■ 原文の抜粋
2009年11月2日月曜日

ハード面のアンチエイジング医学の進歩は百歳の長寿を可能にするが、進歩性のない脆弱性を持つソフト面の人のこころは、現代をどのように対応すべきかについて考えざるを得ません。
 現代の高層ビルなど構造物は巨大で、個人の住いも重いドアと頑丈な鍵をこしらえ、また柵や塀でしきり屋内もプライバシーとかで個室が多くて、まるで外部と対立しているようです。このように社会や科学が大きくなるほど脆弱さを持つ人間は阻害されたような孤独と不安を抱え、犯罪は異常さと低年齢化を招きさらに世相を暗くして悪循環となります。

 未開の奥地に住む原住民の生活をテレビで見たことがありますが、彼らは雨がしのげるだけの小屋に住み家財も少なく粗末な生活をしているが表情は意外と明るい。原始的な社会ほど個人の生活は地域や自然と関わりは深く、素朴な信仰や行事のなかで生き、個人の喜びや悲しみは地域とか全体で分かち合っている。
 まさに自然の一員というつつましい姿で、科学の恩恵は受けられなくとも心は健全であり、少なくとも親殺し子殺し、うつ病の自分殺しはありません。

■ データセットのレコード
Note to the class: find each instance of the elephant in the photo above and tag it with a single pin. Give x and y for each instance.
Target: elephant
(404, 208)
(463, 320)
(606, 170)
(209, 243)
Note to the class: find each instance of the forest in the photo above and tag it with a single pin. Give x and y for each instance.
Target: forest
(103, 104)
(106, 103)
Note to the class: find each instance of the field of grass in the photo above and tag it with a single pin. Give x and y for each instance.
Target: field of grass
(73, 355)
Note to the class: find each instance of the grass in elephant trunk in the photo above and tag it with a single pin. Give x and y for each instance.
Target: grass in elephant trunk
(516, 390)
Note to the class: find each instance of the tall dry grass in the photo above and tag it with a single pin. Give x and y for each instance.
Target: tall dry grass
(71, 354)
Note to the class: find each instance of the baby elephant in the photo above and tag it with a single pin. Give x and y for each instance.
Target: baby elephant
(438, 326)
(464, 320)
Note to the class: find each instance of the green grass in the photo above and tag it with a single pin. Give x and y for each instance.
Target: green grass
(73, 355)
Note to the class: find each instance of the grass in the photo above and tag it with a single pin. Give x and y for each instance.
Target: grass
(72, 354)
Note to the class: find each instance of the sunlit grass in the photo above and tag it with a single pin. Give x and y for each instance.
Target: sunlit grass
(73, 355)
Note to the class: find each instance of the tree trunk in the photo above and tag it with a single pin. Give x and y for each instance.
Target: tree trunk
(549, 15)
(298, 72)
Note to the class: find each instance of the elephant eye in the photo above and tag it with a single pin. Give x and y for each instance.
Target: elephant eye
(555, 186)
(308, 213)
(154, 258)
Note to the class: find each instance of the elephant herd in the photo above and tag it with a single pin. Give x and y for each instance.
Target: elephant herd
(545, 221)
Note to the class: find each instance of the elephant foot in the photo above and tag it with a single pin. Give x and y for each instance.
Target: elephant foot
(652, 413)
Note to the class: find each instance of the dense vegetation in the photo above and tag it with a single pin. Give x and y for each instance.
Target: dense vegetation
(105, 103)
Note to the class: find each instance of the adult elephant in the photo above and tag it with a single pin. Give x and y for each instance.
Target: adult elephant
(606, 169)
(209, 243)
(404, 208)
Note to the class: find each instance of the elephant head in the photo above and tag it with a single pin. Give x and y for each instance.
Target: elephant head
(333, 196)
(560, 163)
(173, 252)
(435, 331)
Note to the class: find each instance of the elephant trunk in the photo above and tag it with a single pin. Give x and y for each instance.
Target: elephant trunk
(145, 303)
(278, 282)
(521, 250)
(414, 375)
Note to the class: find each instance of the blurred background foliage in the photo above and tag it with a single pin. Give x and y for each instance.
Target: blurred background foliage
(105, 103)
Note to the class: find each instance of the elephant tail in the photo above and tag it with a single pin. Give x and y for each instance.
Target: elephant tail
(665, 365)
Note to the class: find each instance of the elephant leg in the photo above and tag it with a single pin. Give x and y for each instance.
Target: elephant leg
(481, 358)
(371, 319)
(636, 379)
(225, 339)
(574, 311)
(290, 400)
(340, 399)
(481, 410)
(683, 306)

■ 情報の活用
**A.** アンチエイジングと人のこころを論じた文章から、「現代の高層ビルなど構造物は巨」を含む語句で始まり「とか全体で分かち合っている。」で終わる部分を、一字一句違えずに書き写してもらえますか？
**B.** 現代人のこころと原始的な社会の暮らしを比べた文章を、最後の文のあとから引き継いで書き進めてもらえますか？

■ 期待される結果
**A.**
現代の高層ビルなど構造物は巨大で、個人の住いも重いドアと頑丈な鍵をこしらえ、また柵や塀でしきり屋内もプライバシーとかで個室が多くて、まるで外部と対立しているようです。このように社会や科学が大きくなるほど脆弱さを持つ人間は阻害されたような孤独と不安を抱え、犯罪は異常さと低年齢化を招きさらに世相を暗くして悪循環となります。

 未開の奥地に住む原住民の生活をテレビで見たことがありますが、彼らは雨がしのげるだけの小屋に住み家財も少なく粗末な生活をしているが表情は意外と明るい。原始的な社会ほど個人の生活は地域や自然と関わりは深く、素朴な信仰や行事のなかで生き、個人の喜びや悲しみは地域とか全体で分かち合っている。

**B.**
 長寿を含めた物質的豊かさのなかの孤独な国民より、貧しくとも豊かな文化を共有できる国民であるべきで、そのファクターとなるのは「健全な社会の潤滑油」と言われる文化です。地域の文化を通した人々との連帯感や価値観の共有、家族愛、信頼関係を重んじることが、健全な精神を育む人間社会の原点であろうかと考えます。

 この点について日本には先人が残してくれた世界に誇れる自己と他者との『和』の文化が残されています。いまは廃れましたが日本人の礼儀深さや勤勉さ、自然を凝縮した生け花、俳句、和敬静寂の茶道、枯れ山水の盆栽、苔蒸す社寺の浄土の庭園と思索の小道、悟りの禅と筆を惜しむ水墨画、幽玄な侘び寂びともののあわれの世界など、他人を意識して尊ぶ日本人の美意識であり文化です。
 またお祭りや盆踊りなどの地域に伝わる行事もしかりで、このような文化を尊べる人は社会や他人を尊べる人であり、自己愛を超越した他者愛者として健全な精神、無欲な愛の連帯感をもたらすと定義できるのではないでしょうか。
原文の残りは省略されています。